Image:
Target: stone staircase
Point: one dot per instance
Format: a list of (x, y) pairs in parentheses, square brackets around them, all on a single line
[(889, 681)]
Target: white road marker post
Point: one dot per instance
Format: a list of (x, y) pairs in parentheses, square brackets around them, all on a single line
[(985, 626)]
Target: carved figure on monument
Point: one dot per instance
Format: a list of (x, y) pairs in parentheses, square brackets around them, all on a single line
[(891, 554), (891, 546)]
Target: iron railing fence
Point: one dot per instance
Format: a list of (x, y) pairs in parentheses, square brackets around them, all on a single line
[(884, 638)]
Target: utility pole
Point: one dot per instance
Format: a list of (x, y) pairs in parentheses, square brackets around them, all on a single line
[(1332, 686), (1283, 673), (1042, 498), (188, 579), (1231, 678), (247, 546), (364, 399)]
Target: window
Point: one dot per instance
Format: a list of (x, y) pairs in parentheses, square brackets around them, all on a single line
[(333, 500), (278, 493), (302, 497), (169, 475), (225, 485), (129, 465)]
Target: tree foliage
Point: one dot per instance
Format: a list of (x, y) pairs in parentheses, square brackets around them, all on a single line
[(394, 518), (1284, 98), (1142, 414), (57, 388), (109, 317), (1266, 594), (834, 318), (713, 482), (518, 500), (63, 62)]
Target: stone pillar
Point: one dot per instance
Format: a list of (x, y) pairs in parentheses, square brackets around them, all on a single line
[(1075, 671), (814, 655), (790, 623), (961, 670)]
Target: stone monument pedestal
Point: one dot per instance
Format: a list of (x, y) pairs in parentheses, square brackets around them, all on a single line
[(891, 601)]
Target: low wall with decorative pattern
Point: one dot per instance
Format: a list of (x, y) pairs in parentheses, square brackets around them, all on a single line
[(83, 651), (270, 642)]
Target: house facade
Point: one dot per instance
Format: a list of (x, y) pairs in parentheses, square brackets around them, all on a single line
# # # #
## Exercise instructions
Write out the whole listing above, keeping each line exactly as it is.

## Expected answer
Image:
Target: stone staircase
Point: one dot per instance
Format: a list of (x, y) pairs in parentheses, square brackets around them, all on a single line
[(889, 681)]
Target: white road marker post
Point: one dot per instance
Format: a list of (x, y) pairs in parentheses, square brackets around them, all on a single line
[(985, 626)]
Target: carved figure on monument
Point: one dot per instance
Format: a list of (x, y) pairs in parentheses, square brackets around them, all on a single line
[(891, 554), (891, 546)]
Target: iron railing fence
Point: one dot per instance
Format: a list of (x, y) pairs in parentheses, square brackets around them, all on a single line
[(884, 638)]
Target: utility pole
Point: one dot per instance
Format: a list of (x, y) pairs in parentheses, square brackets around them, all on a single line
[(1332, 686), (1283, 673), (1042, 498), (188, 579), (1231, 678), (247, 546), (364, 399)]
Target: window
Point: one dot per instance
Format: a list of (x, y) pairs in parentheses, square brackets around them, all on a single line
[(333, 500), (278, 493), (302, 497), (169, 475), (225, 485), (129, 465)]
Target: tree foliage
Point: one dot per instance
Format: a list of (x, y) pairs in parentheses, square brackets around them, all on a single line
[(394, 518), (1284, 98), (1142, 414), (57, 388), (109, 317), (1266, 594), (834, 318), (713, 482), (518, 500), (63, 62)]
Target: stone pillar
Point: one dot per instance
Format: a list of (x, y) pairs in parentheses, square brackets around them, all on a single line
[(1075, 671), (814, 655), (790, 623), (961, 670)]
Target: stone monument pedestal
Point: one dot per instance
Format: a list of (x, y) pairs in parentheses, square brackets around them, all on a single line
[(891, 601)]
Target: low wall with decorative pattern
Point: one dot per instance
Format: a list of (x, y) pairs in parentheses, square brackets around them, all on a single line
[(83, 651), (270, 642)]
Target: house facade
Point: one dot per instance
Format: a list of (x, y) pairs in parentheses, square brackets around them, all on a single line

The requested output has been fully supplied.